(COMPITI DA SVOLGERE)
**1.** Nel brano sui rincari energetici, sostituisci "bolletta" con "fattura" nel tratto che parte da "L’incremento dei prezzi" e arriva a "alla transizione energetica.", poi riscrivi quel tratto.
**2.** Ricopia tali e quali le righe dei record, partendo dall'inizio e arrivando alla riga che contiene "217 151 L 209", compresa.

(BRANO CITATO)
L’incremento dei prezzi energetici non si esaurisce nella bolletta. L’analisi mostra infatti come una volta innescata la spirale questa genera una reazione a catena lungo tutta la filiera produttiva. E dunque ad essere impatti potrebbero essere anche i costi di trasporto che potrebbero aumentare tra il 5 e il 7%, con effetti diretti su distribuzione e consegne.

Ma non solo, perché anche le materie prime trasformate,  soprattutto quelle derivate dal petrolio, come le plastiche, subirebbero un rincaro sensibile. Più in generale, le imprese vedrebbero erodersi i margini operativi in misura compresa tra 1,5 e 2,5 punti percentuali, con conseguente frenata degli investimenti e della spinta alla transizione energetica.

L’impatto non sarà uniforme. I comparti maggiormente esposti sono:

  • trasporti e logistica, dove l’energia incide per oltre il 30% sui costi totali;
  • industria pesante e manifattura, con un’incidenza del 25–35%;
  • agroalimentare, fortemente dipendente sia dal gas sia dai carburanti; chimica e plastica, dove l’effetto moltiplicativo dei prezzi del petrolio rischia di essere devastante.

(ESTRATTI DEI RECORD)
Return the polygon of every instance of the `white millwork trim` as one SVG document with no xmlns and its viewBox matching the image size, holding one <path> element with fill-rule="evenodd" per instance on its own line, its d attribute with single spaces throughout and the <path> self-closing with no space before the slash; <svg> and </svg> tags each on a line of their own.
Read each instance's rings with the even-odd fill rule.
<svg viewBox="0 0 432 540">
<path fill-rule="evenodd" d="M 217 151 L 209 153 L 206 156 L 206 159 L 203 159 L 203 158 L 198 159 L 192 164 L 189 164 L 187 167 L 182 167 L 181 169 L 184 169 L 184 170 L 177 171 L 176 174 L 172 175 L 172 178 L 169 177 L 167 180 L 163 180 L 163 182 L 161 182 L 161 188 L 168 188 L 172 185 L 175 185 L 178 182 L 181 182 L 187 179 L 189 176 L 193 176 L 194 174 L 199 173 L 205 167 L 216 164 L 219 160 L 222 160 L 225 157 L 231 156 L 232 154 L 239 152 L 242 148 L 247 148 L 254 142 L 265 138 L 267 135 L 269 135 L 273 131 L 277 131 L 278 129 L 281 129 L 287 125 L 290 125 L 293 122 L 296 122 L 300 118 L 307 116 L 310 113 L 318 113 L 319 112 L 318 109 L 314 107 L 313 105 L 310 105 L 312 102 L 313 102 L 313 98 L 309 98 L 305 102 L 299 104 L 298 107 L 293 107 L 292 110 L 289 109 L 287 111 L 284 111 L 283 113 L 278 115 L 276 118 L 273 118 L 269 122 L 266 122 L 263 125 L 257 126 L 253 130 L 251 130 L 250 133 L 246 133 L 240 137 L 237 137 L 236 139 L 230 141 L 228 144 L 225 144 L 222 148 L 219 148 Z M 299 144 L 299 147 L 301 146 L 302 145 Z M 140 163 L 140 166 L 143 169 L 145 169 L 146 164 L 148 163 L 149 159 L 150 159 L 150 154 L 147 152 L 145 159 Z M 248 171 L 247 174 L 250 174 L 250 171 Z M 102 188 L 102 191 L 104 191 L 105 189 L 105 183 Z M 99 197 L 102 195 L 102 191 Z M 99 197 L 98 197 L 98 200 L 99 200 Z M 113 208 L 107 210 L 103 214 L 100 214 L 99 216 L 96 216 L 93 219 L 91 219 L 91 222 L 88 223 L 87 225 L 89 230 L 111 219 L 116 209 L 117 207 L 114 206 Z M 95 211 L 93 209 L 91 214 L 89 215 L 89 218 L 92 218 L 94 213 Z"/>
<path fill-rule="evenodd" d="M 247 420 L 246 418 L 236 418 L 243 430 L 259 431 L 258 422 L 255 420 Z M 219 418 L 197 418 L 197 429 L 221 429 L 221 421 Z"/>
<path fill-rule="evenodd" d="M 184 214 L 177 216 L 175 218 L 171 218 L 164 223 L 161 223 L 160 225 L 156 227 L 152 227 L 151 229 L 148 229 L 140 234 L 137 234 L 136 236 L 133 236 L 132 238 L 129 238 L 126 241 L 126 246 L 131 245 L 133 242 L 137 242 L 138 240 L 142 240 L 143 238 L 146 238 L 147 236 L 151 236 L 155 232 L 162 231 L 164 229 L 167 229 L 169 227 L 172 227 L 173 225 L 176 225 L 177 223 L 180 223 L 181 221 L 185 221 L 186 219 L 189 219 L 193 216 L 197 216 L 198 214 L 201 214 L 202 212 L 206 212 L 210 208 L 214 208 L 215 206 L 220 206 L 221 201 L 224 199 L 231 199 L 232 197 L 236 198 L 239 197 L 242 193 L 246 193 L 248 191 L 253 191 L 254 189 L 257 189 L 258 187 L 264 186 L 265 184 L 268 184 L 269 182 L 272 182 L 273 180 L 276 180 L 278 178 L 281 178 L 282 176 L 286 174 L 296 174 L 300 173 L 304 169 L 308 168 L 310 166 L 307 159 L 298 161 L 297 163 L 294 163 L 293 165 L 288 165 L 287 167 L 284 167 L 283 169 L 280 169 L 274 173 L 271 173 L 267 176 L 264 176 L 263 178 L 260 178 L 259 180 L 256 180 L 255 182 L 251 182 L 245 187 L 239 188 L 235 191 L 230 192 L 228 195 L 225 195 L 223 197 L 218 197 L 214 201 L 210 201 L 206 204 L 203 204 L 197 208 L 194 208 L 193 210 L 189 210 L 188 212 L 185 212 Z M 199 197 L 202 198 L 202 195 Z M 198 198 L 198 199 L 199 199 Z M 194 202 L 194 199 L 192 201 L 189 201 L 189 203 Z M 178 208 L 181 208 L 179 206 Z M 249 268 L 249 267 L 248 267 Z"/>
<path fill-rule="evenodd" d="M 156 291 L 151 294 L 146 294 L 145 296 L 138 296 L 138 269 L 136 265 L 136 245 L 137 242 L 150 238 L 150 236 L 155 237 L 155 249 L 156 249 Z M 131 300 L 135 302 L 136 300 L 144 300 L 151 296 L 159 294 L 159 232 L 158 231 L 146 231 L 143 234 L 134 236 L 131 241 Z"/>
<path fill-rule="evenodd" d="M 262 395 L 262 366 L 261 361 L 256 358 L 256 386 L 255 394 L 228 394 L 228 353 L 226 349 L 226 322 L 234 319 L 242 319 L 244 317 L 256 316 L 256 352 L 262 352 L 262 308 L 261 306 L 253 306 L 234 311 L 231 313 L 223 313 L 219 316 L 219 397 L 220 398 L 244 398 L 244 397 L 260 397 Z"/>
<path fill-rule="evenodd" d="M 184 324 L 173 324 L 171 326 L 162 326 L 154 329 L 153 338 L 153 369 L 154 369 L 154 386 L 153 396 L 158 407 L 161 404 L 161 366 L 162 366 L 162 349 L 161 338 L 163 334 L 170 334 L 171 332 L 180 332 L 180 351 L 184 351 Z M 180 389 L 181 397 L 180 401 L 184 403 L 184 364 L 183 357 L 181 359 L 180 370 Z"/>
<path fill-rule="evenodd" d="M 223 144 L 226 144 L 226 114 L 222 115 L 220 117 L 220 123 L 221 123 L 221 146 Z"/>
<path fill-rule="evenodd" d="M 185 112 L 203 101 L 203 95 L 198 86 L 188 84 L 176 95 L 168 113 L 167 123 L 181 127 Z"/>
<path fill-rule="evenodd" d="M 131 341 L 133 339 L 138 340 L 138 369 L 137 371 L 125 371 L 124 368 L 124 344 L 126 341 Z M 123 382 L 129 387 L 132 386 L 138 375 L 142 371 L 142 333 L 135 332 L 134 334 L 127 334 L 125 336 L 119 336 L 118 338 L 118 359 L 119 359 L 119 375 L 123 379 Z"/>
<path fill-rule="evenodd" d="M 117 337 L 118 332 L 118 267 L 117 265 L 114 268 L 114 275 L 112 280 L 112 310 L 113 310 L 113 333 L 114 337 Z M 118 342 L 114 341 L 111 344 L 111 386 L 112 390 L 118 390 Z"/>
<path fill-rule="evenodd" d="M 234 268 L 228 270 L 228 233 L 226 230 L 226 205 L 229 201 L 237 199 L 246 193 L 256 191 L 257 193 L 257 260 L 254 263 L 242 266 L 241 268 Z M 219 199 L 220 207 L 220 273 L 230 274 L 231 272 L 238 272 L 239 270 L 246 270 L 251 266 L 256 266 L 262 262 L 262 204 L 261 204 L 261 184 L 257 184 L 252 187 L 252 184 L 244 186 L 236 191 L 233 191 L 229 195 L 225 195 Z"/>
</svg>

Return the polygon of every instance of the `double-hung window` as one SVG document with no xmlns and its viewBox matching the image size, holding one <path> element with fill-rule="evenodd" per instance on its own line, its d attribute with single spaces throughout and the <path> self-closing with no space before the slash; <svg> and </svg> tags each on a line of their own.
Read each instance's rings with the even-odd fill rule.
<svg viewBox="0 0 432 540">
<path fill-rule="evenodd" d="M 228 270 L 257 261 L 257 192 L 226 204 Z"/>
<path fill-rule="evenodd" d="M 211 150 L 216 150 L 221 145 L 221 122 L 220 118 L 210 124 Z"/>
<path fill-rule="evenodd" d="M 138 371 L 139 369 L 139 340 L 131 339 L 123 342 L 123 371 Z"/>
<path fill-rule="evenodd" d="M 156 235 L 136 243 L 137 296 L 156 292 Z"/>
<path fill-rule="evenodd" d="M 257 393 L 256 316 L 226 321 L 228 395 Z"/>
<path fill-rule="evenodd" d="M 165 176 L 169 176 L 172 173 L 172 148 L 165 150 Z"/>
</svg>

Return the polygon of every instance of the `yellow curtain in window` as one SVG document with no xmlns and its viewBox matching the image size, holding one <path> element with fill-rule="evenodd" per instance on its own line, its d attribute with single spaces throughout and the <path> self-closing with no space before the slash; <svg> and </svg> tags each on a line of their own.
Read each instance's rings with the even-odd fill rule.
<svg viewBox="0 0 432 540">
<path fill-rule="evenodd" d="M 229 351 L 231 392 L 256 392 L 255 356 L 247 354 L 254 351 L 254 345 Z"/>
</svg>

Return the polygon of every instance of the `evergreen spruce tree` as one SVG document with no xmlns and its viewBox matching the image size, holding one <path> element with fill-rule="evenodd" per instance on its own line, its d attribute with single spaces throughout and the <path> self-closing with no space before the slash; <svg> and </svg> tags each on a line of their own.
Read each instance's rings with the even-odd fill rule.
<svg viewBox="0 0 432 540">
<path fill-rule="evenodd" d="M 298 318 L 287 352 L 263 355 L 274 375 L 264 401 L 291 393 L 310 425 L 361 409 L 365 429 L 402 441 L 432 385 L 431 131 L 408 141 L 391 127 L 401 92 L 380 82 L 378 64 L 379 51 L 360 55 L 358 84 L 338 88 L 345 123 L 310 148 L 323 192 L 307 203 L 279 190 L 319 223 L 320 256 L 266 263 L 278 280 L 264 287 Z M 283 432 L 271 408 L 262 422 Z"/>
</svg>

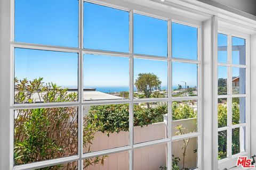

(SOLUZIONI PER COMPITO)
**1.**
L’incremento dei prezzi energetici non si esaurisce nella fattura. L’analisi mostra infatti come una volta innescata la spirale questa genera una reazione a catena lungo tutta la filiera produttiva. E dunque ad essere impatti potrebbero essere anche i costi di trasporto che potrebbero aumentare tra il 5 e il 7%, con effetti diretti su distribuzione e consegne.

Ma non solo, perché anche le materie prime trasformate,  soprattutto quelle derivate dal petrolio, come le plastiche, subirebbero un rincaro sensibile. Più in generale, le imprese vedrebbero erodersi i margini operativi in misura compresa tra 1,5 e 2,5 punti percentuali, con conseguente frenata degli investimenti e della spinta alla transizione energetica.

**2.**
Return the polygon of every instance of the `white millwork trim` as one SVG document with no xmlns and its viewBox matching the image size, holding one <path> element with fill-rule="evenodd" per instance on its own line, its d attribute with single spaces throughout and the <path> self-closing with no space before the slash; <svg> and </svg> tags each on a line of their own.
Read each instance's rings with the even-odd fill rule.
<svg viewBox="0 0 432 540">
<path fill-rule="evenodd" d="M 217 151 L 209 153 L 206 156 L 206 159 L 203 159 L 203 158 L 198 159 L 192 164 L 189 164 L 187 167 L 182 167 L 181 169 L 184 169 L 184 170 L 177 171 L 176 174 L 172 175 L 172 178 L 169 177 L 167 180 L 163 180 L 163 182 L 161 182 L 161 188 L 168 188 L 172 185 L 175 185 L 178 182 L 181 182 L 187 179 L 189 176 L 193 176 L 194 174 L 199 173 L 205 167 L 216 164 L 219 160 L 222 160 L 225 157 L 231 156 L 232 154 L 239 152 L 242 148 L 247 148 L 254 142 L 265 138 L 267 135 L 269 135 L 273 131 L 277 131 L 278 129 L 281 129 L 287 125 L 290 125 L 293 122 L 296 122 L 300 118 L 307 116 L 310 113 L 318 113 L 319 112 L 318 109 L 314 107 L 313 105 L 310 105 L 312 102 L 313 102 L 313 98 L 309 98 L 305 102 L 299 104 L 298 107 L 293 107 L 292 110 L 289 109 L 287 111 L 284 111 L 283 113 L 278 115 L 276 118 L 273 118 L 269 122 L 266 122 L 263 125 L 257 126 L 253 130 L 251 130 L 250 133 L 246 133 L 240 137 L 237 137 L 236 139 L 230 141 L 228 144 L 225 144 L 222 148 L 219 148 Z M 299 144 L 299 147 L 301 146 L 302 145 Z M 140 163 L 140 166 L 143 169 L 145 169 L 146 164 L 148 163 L 149 159 L 150 159 L 150 154 L 147 152 L 145 159 Z M 248 171 L 247 174 L 250 174 L 250 171 Z M 102 188 L 102 191 L 104 191 L 105 189 L 105 183 Z M 99 197 L 102 195 L 102 191 Z M 99 197 L 98 197 L 98 200 L 99 200 Z M 113 208 L 107 210 L 103 214 L 100 214 L 99 216 L 96 216 L 93 219 L 91 219 L 91 222 L 88 223 L 87 225 L 89 230 L 111 219 L 116 209 L 117 207 L 114 206 Z M 95 211 L 93 209 L 91 214 L 89 215 L 89 218 L 92 218 L 94 213 Z"/>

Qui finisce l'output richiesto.